Task directions: Copy each of the records below line for line, leaving out the pictures.

++++++++

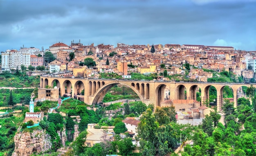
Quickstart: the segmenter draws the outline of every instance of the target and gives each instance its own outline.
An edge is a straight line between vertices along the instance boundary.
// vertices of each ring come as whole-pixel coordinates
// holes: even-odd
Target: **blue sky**
[[[0,51],[59,42],[256,51],[256,0],[0,0]]]

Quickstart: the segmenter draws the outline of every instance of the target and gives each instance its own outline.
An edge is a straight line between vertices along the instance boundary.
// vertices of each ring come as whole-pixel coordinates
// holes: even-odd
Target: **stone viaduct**
[[[40,78],[40,89],[45,89],[48,86],[53,88],[56,83],[59,94],[63,96],[65,94],[70,94],[74,98],[82,97],[84,102],[89,105],[102,102],[105,95],[112,87],[117,84],[125,85],[131,88],[139,97],[141,101],[147,105],[154,104],[155,106],[161,106],[164,100],[164,90],[166,87],[170,90],[170,99],[196,100],[197,88],[201,91],[201,102],[209,99],[209,90],[213,86],[217,90],[217,106],[218,111],[221,110],[223,104],[223,88],[229,86],[233,90],[235,107],[237,105],[237,91],[238,88],[251,85],[255,87],[256,84],[212,83],[207,82],[183,82],[163,81],[145,81],[127,80],[105,79],[104,79],[77,78],[41,76]],[[84,95],[81,92],[84,90]],[[186,90],[185,95],[185,90]],[[185,95],[186,95],[185,96]]]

++++++++

Answer in full:
Quickstart: the segmenter draws the outline of every instance of the target and gives each instance its own outline.
An edge is a straight line between vertices along the instance boundary.
// vertices of each ring come as whole-pixel coordinates
// holes: even-odd
Target: **blue sky**
[[[0,51],[59,42],[256,51],[256,0],[0,0]]]

Quickstart: the segmenter draws the outline of every instance of the target and gives each instance its own outline.
An edge is a straight line between vertices along the instance boundary.
// vertices of each ring come as whole-pixel coordinates
// holes: even-odd
Target: **stone viaduct**
[[[40,78],[40,89],[45,89],[48,86],[53,88],[56,83],[59,94],[63,96],[65,94],[70,94],[74,98],[82,97],[84,102],[89,105],[102,102],[105,95],[112,87],[117,84],[125,85],[131,88],[139,97],[141,101],[147,105],[154,104],[155,106],[161,106],[164,100],[164,90],[166,87],[170,90],[170,99],[196,100],[197,88],[201,91],[201,102],[209,99],[209,90],[213,86],[217,90],[217,106],[218,111],[221,110],[223,104],[223,88],[229,86],[233,90],[235,107],[237,105],[237,91],[238,88],[251,85],[255,87],[256,84],[212,83],[207,82],[183,82],[163,81],[145,81],[127,80],[105,79],[104,79],[77,78],[41,76]],[[84,95],[81,92],[84,90]],[[186,90],[185,95],[185,90]],[[185,95],[186,95],[185,96]]]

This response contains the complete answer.